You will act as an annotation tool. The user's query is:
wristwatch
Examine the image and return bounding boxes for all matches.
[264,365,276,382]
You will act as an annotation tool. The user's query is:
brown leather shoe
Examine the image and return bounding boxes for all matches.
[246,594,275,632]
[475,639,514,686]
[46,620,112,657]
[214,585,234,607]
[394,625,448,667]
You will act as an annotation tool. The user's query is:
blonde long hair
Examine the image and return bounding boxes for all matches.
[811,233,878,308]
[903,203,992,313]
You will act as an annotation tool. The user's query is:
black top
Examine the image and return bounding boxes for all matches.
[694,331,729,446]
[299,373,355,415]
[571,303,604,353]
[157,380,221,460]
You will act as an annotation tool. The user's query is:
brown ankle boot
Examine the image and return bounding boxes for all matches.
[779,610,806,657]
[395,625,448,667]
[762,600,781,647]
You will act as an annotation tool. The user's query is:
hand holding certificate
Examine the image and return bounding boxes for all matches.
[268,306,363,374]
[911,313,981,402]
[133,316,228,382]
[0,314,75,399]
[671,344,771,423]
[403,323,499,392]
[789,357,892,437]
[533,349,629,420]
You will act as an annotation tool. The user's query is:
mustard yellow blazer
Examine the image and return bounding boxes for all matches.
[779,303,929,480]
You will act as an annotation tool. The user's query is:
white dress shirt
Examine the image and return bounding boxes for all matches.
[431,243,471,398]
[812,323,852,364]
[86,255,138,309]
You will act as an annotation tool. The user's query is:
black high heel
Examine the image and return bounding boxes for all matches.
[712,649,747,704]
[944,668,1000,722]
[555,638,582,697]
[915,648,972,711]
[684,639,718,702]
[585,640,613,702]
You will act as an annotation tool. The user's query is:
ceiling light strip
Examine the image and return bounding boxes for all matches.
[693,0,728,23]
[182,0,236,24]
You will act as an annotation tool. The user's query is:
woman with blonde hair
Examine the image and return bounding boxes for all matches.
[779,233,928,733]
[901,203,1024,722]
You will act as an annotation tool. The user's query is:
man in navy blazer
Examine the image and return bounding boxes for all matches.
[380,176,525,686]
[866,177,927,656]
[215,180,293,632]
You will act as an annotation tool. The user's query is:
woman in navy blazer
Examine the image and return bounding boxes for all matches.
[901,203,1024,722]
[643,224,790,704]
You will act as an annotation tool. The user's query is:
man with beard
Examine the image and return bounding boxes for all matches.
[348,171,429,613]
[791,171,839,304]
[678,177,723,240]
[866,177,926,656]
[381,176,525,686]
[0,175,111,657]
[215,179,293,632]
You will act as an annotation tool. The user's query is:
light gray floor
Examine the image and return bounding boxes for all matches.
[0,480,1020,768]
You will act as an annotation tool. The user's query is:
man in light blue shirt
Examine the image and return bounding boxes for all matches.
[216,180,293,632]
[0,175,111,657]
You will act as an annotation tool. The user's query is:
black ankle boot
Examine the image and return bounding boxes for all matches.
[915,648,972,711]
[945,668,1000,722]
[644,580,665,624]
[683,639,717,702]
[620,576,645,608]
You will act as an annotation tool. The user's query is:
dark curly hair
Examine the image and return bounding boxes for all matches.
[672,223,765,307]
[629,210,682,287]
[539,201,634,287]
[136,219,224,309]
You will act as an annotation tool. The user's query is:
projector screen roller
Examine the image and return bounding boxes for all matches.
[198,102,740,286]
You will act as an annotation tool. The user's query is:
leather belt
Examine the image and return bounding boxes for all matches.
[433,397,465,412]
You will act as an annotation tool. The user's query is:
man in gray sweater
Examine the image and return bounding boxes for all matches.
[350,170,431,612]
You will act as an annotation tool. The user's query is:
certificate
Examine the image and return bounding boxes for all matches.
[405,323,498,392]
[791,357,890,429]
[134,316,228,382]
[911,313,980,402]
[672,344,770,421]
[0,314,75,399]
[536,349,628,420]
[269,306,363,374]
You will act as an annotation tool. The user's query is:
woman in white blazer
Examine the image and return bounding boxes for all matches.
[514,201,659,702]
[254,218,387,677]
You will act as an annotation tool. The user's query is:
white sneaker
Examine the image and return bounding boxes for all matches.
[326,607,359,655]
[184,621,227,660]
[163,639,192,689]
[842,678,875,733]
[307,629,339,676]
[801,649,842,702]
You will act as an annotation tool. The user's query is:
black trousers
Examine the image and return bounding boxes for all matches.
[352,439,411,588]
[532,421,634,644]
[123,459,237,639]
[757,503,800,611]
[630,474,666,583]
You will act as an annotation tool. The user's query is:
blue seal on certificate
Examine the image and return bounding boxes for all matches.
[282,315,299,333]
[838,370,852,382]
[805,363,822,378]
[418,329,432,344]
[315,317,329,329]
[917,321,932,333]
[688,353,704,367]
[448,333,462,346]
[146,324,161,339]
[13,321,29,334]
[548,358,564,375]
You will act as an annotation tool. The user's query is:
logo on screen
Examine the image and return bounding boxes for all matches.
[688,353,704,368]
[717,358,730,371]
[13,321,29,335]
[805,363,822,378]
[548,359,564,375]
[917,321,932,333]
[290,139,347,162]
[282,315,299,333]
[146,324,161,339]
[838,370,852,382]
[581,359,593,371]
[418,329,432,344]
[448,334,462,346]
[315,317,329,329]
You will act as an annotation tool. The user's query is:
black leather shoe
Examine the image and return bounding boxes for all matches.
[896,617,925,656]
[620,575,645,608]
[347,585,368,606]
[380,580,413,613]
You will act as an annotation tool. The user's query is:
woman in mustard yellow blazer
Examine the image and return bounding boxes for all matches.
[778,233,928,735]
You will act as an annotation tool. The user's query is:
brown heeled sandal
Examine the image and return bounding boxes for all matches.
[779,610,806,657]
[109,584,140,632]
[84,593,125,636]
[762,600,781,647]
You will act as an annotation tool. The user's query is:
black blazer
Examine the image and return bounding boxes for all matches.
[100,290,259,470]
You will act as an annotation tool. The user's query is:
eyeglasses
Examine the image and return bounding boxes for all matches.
——————————
Retype only the lines above between the line with "man in gray sweater" and the line with "white sneaker", counting those two lines as well, and keep every character as it is.

Solution to the problem
man in gray sweater
Examine the image and return bounding boxes for all matches.
[350,170,431,612]
You will act as an annotation tool. The user's query is:
certificate
Examine the image and return bounding boxes for all matches.
[405,323,498,392]
[791,357,890,429]
[134,316,228,382]
[911,313,980,402]
[672,344,770,421]
[0,314,75,399]
[536,349,628,420]
[269,306,363,374]
You will act as an annotation tool. The user's query is:
woman in white blazer
Examine the image and return bounding boxes for all matches.
[514,201,659,702]
[254,218,387,677]
You will act as an annotation tool. The user's query is:
white sneaker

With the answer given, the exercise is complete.